◆ Bagian Teks
....
Rasulullah
SAW diutus ke dunia sebagai rahmat bagi seluruh alam. Beliau adalah utusan
Allah SWT yang selalu mencintai umatnya. Saat Beliau dilahirkan, bahkan saat
menjelang ajal, yang Beliau panggil adalah umat Beliau, bukan yang lainnya.
Pengalaman
rohani ini dialami oleh Muhammad Sodiq (48) Ia adalah ketua DPPW Perwakilan
Negara Malaysia, tahun khidmah 2014-2018. Berikut ini cerita lengkap dari
pengalaman Muhammad Sodiq.
Mimpi Melewati Shiratal Mustaqim dan Bertemu Rasulullah SAW yang Memanggil-manggil Umatnya
Saya
telah menghafal dan mengenal Sholawat Wahidiyah semenjak Saya masih berusia balita.
Ibu kandung Saya sering membawa Saya menghadiri Mujahadah Usbuiyah yang
dilaksanakan secara bergiliran dari rumah pengamal Wahidiyah ke rumah lainnya,
maupun Mujahadah Kubro di Pondok Pesantren Kedunglo. Selain itu pula, Ibu Saya
membimbing Saya untuk tekun melaksanakan Mujahadah Yaumiyah yang sering Saya
laksanakan secara berjamaah bersamanya.
Dan ketika
Saya sudah memasuki Sekolah Dasar (SD), Saya bermimpi bertemu Rasulullah SAW. Waktu
itu Saya bermimpi bersama Ibu kandung Saya melewati jembatan kecil, sangat
panjang dan sangat licin. Di bawahnya terdapat api yang sangat menyala-nyala, dalam
mimpi itu Saya berpikir mungkin jembatan ini yang dimaksud dengan shiratal mustaqim. Saya melihat banyak
orang yang terpeleset dan tercebur ke dalam api yang membara dan menyala-nyala.
....
(Entri tentang pencarian letak benda yang disebut namanya)
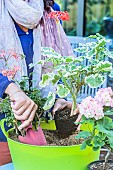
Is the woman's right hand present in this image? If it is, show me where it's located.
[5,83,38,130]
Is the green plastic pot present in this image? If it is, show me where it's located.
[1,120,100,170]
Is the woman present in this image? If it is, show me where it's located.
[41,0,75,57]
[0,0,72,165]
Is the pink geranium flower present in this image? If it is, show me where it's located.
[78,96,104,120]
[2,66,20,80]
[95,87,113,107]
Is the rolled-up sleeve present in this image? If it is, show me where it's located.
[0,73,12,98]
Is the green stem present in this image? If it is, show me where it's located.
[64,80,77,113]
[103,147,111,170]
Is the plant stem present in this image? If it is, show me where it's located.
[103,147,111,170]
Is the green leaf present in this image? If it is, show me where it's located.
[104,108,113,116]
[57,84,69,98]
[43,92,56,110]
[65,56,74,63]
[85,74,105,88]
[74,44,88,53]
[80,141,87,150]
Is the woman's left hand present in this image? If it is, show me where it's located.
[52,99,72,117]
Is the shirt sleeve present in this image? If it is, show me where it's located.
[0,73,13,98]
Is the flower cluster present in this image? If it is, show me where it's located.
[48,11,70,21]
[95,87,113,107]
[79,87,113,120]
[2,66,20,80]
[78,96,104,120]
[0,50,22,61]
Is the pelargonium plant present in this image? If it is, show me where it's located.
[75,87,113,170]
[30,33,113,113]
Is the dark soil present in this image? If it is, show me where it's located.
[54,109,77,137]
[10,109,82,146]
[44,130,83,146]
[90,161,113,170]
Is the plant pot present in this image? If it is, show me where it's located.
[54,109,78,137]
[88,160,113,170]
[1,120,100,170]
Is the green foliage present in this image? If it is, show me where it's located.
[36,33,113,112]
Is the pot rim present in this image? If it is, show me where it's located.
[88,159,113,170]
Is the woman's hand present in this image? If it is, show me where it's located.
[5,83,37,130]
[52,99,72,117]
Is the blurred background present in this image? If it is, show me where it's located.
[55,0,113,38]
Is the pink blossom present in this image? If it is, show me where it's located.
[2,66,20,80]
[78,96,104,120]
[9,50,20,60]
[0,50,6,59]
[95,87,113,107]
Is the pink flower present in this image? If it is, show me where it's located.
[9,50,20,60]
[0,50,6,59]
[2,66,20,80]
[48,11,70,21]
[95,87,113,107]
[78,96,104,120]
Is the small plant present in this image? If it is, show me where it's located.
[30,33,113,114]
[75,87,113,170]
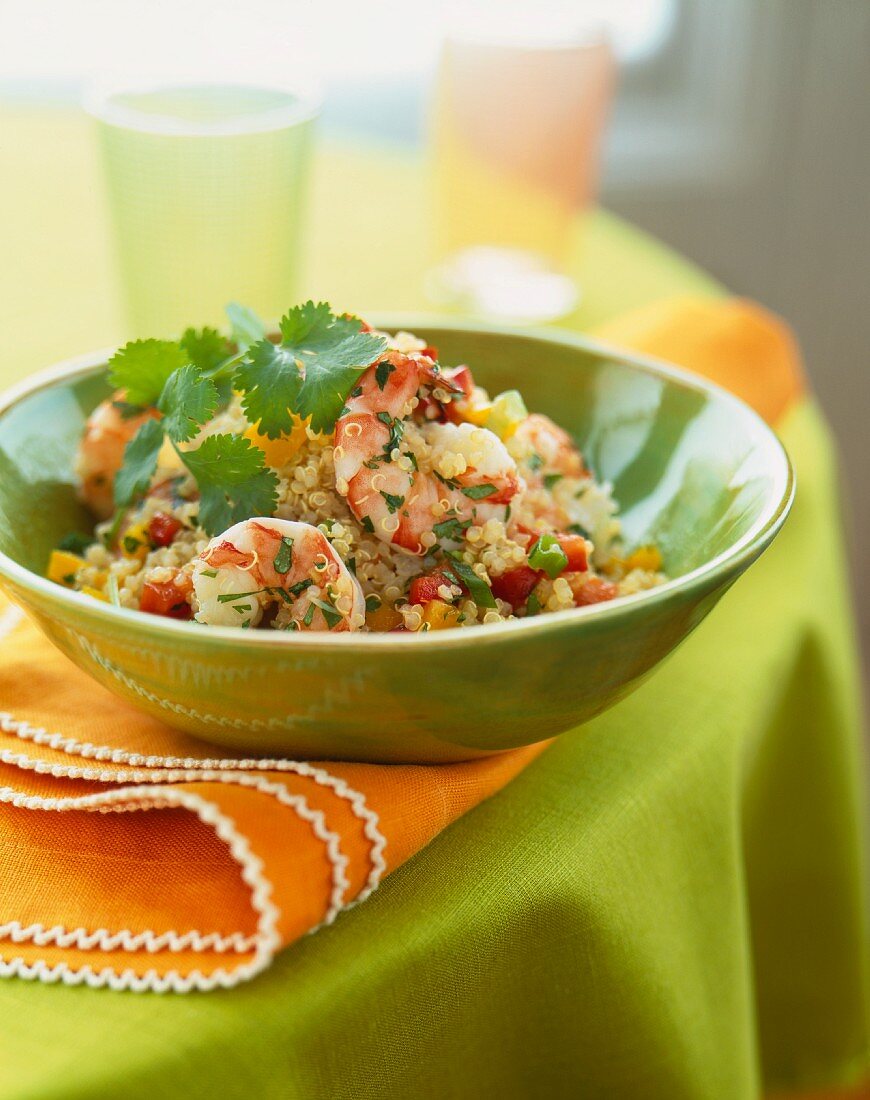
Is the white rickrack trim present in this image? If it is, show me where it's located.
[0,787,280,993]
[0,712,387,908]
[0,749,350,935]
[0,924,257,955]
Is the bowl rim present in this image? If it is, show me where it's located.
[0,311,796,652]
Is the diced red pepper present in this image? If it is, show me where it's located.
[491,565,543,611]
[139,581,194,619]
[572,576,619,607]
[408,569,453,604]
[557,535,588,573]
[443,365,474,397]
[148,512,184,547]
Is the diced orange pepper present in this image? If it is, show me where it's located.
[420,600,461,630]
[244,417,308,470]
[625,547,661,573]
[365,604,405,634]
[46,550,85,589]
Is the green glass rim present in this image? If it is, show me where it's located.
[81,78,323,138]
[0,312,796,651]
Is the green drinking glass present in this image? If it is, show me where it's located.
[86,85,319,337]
....
Tuliskan kembali dengan persis bagian kisah pengalaman rohani Muhammad Sodiq, mulai dari "Ibu kandung Saya sering" sampai dengan "secara berjamaah bersamanya.".

Ibu kandung Saya sering membawa Saya menghadiri Mujahadah Usbuiyah yang
dilaksanakan secara bergiliran dari rumah pengamal Wahidiyah ke rumah lainnya,
maupun Mujahadah Kubro di Pondok Pesantren Kedunglo. Selain itu pula, Ibu Saya
membimbing Saya untuk tekun melaksanakan Mujahadah Yaumiyah yang sering Saya
laksanakan secara berjamaah bersamanya.